INFORMATION PROVIDED —
========
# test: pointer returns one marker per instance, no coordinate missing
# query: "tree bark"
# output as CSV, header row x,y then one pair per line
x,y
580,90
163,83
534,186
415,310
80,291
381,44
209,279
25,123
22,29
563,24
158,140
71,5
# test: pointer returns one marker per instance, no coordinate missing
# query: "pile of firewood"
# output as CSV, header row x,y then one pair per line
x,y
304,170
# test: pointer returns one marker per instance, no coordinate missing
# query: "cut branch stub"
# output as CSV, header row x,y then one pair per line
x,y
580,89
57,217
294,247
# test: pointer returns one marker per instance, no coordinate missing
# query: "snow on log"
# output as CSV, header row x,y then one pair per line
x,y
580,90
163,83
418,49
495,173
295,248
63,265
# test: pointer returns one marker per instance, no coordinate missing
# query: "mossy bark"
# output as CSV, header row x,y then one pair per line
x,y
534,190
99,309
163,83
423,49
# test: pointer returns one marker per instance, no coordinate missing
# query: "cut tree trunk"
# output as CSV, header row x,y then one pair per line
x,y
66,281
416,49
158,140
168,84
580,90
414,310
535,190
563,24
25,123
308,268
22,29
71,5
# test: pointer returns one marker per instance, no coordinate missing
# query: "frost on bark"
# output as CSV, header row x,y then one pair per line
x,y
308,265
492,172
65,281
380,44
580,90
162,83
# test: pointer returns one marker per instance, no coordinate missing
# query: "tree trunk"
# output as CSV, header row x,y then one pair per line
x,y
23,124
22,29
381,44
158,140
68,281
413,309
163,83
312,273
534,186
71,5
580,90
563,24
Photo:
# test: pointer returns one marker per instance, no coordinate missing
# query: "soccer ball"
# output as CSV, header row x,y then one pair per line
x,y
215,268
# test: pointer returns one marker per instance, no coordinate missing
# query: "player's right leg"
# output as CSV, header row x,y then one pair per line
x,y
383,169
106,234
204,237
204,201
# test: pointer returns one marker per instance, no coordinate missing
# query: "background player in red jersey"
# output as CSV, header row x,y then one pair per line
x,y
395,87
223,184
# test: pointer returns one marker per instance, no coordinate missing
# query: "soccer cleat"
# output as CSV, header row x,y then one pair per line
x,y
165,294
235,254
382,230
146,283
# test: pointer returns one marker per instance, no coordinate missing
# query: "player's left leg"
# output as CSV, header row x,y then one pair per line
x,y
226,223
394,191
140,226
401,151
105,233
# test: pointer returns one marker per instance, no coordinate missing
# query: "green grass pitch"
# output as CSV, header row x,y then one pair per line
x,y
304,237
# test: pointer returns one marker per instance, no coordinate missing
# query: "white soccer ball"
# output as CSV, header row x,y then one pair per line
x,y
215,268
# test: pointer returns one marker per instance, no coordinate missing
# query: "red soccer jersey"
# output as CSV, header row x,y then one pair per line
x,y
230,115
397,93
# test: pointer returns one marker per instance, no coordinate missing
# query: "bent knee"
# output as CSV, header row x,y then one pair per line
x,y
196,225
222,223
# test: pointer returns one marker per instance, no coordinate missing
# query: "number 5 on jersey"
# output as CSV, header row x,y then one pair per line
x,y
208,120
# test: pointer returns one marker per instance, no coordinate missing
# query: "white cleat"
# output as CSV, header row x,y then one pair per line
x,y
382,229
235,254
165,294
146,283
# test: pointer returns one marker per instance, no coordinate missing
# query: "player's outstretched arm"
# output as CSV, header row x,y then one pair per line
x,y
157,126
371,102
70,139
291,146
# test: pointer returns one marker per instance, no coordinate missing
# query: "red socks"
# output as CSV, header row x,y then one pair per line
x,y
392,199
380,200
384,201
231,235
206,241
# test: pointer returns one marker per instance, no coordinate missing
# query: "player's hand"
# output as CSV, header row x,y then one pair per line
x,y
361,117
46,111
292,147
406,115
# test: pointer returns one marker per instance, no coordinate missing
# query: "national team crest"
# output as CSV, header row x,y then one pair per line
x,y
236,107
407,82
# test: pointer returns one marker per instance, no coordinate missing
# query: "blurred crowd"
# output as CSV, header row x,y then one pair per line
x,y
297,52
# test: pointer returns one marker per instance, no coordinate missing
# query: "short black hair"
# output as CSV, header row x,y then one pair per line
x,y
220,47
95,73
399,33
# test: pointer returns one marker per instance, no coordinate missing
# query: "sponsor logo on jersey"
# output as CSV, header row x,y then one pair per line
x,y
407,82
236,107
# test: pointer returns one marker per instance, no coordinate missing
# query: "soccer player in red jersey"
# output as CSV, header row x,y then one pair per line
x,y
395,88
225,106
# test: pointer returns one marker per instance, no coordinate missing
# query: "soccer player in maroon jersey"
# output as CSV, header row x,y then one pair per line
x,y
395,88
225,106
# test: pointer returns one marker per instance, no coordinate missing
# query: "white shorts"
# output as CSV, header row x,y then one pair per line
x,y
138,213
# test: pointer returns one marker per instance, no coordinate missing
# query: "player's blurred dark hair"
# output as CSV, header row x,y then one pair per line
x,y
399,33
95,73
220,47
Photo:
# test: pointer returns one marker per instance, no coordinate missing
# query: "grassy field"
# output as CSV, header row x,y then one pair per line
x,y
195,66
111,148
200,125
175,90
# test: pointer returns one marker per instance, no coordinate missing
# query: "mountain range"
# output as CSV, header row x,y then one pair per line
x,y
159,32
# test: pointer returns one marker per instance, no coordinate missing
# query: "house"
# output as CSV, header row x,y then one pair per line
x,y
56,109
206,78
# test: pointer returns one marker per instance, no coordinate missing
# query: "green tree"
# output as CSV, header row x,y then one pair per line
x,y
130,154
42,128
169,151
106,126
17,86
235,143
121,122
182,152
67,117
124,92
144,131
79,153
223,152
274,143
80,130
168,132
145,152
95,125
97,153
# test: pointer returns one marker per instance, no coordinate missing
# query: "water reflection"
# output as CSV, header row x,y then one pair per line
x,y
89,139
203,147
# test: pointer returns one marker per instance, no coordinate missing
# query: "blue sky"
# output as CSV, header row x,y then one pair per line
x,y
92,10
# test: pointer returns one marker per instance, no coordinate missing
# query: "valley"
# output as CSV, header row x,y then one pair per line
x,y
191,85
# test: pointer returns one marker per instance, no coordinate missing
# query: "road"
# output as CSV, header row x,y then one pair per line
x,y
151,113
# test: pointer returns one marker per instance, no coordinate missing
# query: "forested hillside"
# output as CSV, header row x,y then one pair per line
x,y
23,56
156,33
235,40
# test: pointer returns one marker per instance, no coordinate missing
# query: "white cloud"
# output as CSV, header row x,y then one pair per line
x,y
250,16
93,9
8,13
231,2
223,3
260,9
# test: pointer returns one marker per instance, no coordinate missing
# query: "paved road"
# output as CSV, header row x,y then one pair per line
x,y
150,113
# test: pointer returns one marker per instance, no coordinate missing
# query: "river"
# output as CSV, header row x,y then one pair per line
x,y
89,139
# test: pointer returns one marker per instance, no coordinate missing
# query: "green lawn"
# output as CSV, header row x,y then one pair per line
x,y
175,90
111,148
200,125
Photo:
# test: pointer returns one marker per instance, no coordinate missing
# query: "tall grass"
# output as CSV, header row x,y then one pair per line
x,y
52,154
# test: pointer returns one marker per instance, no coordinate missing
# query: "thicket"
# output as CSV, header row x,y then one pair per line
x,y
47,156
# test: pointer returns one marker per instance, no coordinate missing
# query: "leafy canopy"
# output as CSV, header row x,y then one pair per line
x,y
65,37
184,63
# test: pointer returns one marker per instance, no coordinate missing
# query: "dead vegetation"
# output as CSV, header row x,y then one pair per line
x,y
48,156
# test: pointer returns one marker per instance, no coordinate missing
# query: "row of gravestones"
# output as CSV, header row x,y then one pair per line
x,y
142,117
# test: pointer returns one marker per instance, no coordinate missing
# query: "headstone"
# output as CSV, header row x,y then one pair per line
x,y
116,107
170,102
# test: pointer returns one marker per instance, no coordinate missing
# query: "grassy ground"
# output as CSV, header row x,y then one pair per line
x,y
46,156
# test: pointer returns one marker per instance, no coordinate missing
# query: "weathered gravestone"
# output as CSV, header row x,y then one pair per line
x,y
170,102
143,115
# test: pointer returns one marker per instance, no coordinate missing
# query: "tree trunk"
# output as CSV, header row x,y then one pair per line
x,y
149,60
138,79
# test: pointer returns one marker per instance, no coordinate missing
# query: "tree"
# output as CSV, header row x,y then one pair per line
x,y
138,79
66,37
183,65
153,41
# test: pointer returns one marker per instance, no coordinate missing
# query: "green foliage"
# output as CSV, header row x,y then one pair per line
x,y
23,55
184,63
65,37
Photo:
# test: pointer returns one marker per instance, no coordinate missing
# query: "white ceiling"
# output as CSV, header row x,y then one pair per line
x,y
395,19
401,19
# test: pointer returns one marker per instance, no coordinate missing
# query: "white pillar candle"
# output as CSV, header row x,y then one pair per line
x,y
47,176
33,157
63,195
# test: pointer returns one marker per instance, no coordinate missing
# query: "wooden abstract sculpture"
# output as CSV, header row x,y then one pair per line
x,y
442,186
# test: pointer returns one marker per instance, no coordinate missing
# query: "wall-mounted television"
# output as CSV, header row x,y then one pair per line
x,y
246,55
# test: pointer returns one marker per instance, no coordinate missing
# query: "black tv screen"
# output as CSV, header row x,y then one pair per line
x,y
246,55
========
EXERCISE AIM — In the data, how many lines hold the word "black"? State that number alone.

OUTPUT OF THE TASK — 2